● Aim of the task
Rewrite the data below, replacing "shelf-audit tool" with "inventory tool" wherever it occurs and keeping everything else the same.

* Start Supplied information *

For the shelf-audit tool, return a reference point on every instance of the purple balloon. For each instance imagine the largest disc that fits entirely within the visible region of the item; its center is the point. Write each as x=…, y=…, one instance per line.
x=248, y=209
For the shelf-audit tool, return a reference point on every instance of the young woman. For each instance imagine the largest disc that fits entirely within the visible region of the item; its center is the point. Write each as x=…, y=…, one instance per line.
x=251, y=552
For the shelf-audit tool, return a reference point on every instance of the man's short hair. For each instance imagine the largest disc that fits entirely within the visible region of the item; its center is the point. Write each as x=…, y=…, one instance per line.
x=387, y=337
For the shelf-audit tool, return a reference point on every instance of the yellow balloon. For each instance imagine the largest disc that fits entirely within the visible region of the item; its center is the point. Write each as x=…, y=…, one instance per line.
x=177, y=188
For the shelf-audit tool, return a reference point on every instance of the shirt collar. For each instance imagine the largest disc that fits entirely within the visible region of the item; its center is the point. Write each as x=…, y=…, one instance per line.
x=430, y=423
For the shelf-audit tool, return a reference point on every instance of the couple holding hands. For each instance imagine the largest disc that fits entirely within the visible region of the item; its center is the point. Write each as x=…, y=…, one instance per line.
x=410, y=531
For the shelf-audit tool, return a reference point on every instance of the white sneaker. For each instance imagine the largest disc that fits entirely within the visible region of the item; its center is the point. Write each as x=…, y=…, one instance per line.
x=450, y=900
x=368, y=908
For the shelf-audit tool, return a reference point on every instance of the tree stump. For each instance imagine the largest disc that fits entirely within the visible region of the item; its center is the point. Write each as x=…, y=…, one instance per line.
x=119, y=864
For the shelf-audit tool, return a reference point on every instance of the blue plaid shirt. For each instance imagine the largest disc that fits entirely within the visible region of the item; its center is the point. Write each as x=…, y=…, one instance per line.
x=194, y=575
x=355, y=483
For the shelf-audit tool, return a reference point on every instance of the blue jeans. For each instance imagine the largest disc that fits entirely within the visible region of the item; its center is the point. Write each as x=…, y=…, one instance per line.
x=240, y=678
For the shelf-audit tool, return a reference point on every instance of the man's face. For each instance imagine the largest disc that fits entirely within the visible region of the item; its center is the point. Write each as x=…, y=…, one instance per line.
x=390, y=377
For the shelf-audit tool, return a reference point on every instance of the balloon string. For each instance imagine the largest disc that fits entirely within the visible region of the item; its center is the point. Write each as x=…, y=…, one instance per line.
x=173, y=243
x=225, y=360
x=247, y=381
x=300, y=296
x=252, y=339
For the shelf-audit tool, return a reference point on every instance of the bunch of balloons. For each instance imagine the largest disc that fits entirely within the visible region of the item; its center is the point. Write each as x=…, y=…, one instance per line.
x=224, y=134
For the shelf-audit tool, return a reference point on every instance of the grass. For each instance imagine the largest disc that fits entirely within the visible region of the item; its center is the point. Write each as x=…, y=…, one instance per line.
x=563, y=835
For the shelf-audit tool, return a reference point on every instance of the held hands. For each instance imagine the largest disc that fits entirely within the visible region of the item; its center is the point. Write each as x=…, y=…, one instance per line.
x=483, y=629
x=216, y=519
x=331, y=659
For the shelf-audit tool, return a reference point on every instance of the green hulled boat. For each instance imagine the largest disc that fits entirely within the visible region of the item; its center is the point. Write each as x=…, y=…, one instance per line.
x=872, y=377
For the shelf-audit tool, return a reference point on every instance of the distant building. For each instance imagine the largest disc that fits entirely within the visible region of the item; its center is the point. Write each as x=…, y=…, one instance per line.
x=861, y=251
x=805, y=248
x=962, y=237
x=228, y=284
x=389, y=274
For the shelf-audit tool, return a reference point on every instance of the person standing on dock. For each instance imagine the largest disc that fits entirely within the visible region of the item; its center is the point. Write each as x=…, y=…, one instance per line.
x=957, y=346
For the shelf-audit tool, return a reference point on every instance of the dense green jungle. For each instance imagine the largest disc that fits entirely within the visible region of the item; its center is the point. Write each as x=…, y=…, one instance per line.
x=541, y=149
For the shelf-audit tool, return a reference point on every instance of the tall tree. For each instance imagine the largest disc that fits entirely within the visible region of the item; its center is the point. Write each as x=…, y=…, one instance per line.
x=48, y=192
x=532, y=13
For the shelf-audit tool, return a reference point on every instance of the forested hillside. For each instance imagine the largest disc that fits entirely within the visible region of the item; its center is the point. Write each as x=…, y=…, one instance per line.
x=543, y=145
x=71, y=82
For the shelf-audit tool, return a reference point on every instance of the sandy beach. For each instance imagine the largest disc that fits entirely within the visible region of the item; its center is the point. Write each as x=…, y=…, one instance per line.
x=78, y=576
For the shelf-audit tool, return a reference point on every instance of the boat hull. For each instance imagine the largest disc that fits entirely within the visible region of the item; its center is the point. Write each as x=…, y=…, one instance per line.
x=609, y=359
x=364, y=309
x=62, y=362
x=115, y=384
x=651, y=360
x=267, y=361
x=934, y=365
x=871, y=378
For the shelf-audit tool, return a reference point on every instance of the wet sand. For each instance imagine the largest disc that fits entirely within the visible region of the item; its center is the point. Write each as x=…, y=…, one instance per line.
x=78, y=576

* End Supplied information *

● Correct response
For the inventory tool, return a reference point on every instance of the purple balloon. For each instance imagine the largest disc that fits entirely within the visible region of the item; its center is the point. Write each as x=…, y=…, one instance per line.
x=248, y=209
For the inventory tool, return a reference point on every instance of the young woman. For each instance imagine the largest disc that fits entirely within the visible region of the item; its center is the point. Write each as x=…, y=…, one instance per line.
x=251, y=552
For the inventory tool, return a reference point on every instance of the man's short hair. For each instance imagine the largest disc that fits entirely within the visible region of the item; its center is the point. Write each as x=…, y=…, one instance per line.
x=387, y=337
For the inventory tool, return a reference point on every instance of the yellow balloon. For each instance imagine the largest disc that fits entirely within the visible region of the item; its center is the point. Write each as x=…, y=…, one instance per line.
x=177, y=188
For the inventory tool, return a reference point on every instance of the shirt collar. For each instance imagine the largest disc that fits entirely within the visible region of the item; its center is the point. Write each as x=…, y=…, one instance per line.
x=430, y=423
For the inventory tool, return a reference point on every instance of the couple holding hands. For each instance imagine the largest disc that fits entirely within the visible region of the item; its center is the point. Write each as x=…, y=…, one instance per line.
x=410, y=531
For the inventory tool, return a reference point on every instance of the white sneaker. For each instance imagine the largest disc that fits entirely within the visible region of the item; its center is the point. Write each as x=…, y=…, one instance per line.
x=450, y=900
x=368, y=908
For the inventory tool, return a reference point on every instance of the tree stump. For each instance imagine the largest disc that fits entirely within the visible region of the item; its center is the point. Write each as x=…, y=…, one instance per line.
x=119, y=864
For the inventory tool, return a reference point on every instance of the blue plaid shirt. For each instance imagine the largest disc that fits entirely within the visible region of the item; its center is the point. Write each as x=…, y=…, one instance per line.
x=194, y=575
x=355, y=483
For the inventory tool, return a reference point on every instance of the blue jeans. For each instance imagine the largest disc that fits entirely within the visible region of the item; its center is the point. Write each as x=…, y=…, one instance per line.
x=240, y=678
For the inventory tool, return a reference point on every instance of the man's face. For each instance imagine the largest disc that fits entirely within the visible region of the item; its center is the point. Write each as x=…, y=…, one instance per line.
x=390, y=377
For the inventory tool, return a reference point on every instance of the balloon string. For each instance imagine the largest disc that fits entirely within the visible region of the item; its center is the point. Write each as x=…, y=…, one instance per line.
x=173, y=243
x=225, y=360
x=247, y=381
x=300, y=296
x=252, y=339
For the inventory tool, return a reference point on every instance of the bunch of balloons. For each instance imagine the largest disc that fits entirely within the visible region of the item; its center is the point. Write each as x=…, y=…, one instance per line.
x=224, y=134
For the inventory tool, return a reference point on every instance of the grass. For each instance imagine the largest disc that fits entirely within the visible region of the item; its center is the point. Write each as x=…, y=…, one instance per line.
x=563, y=835
For the inventory tool, return a reference point on every instance of the held hands. For each instance imagine the largest disc that fits entirely within the visible region of the item; its center is the point. Write each as x=…, y=…, one instance per line.
x=483, y=629
x=216, y=519
x=331, y=659
For the inventory tool, return a reference point on every instance of the green hulled boat. For each instance imagine the largest disc that fits entirely within the visible region of the item; its center is the point. Write each as x=…, y=…, one instance per line.
x=872, y=377
For the inventory tool, return a reference point on every instance of the distant building. For each instance imagine the largest disc that fits entirely within the visible region of the item; its center is the point. Write each as x=…, y=…, one instance per line.
x=861, y=251
x=805, y=248
x=962, y=237
x=228, y=284
x=389, y=274
For the inventory tool, return a reference point on every instance of the person standing on dock. For each instance imagine the largest disc that fits entirely within the visible region of the item; its center is the point. Write each as x=…, y=…, one instance per line.
x=957, y=346
For the inventory tool, return a reference point on every instance of the dense green jungle. For each instance imagine the largest disc that fits entirely within the visible region of the item; its center is the point. Write each as x=…, y=…, one instance per line.
x=541, y=149
For the inventory tool, return a reference point on every instance of the tall tree. For each instance imagine the largest disc that fits entirely within the visible region of the item; its center is the point. Write each as x=…, y=…, one instance per line.
x=48, y=192
x=532, y=13
For the inventory tool, return a reference point on every instance of the forested hillside. For each instance imagine the largest disc that fits entirely within the visible region of the item; its center is the point. Write each as x=…, y=…, one instance per line.
x=543, y=145
x=71, y=82
For the inventory tool, return a reference point on every instance of the sandy beach. For each instance imagine the largest disc that fits entirely within the visible region of the item; its center is the point. Write each as x=…, y=…, one instance per line.
x=78, y=576
For the inventory tool, return a reference point on every instance of the boat hull. For each instance imagine the largest disc that fits entirely within the visible region of the item; its center is the point. Write each as x=…, y=…, one instance per line.
x=609, y=359
x=364, y=309
x=62, y=362
x=115, y=384
x=651, y=360
x=267, y=361
x=934, y=365
x=871, y=378
For the inventory tool, return a reference point on every instance of the wet sand. For each instance imagine the largest disc that fits entirely within the visible region of the item; its center is the point. Write each as x=…, y=…, one instance per line.
x=78, y=576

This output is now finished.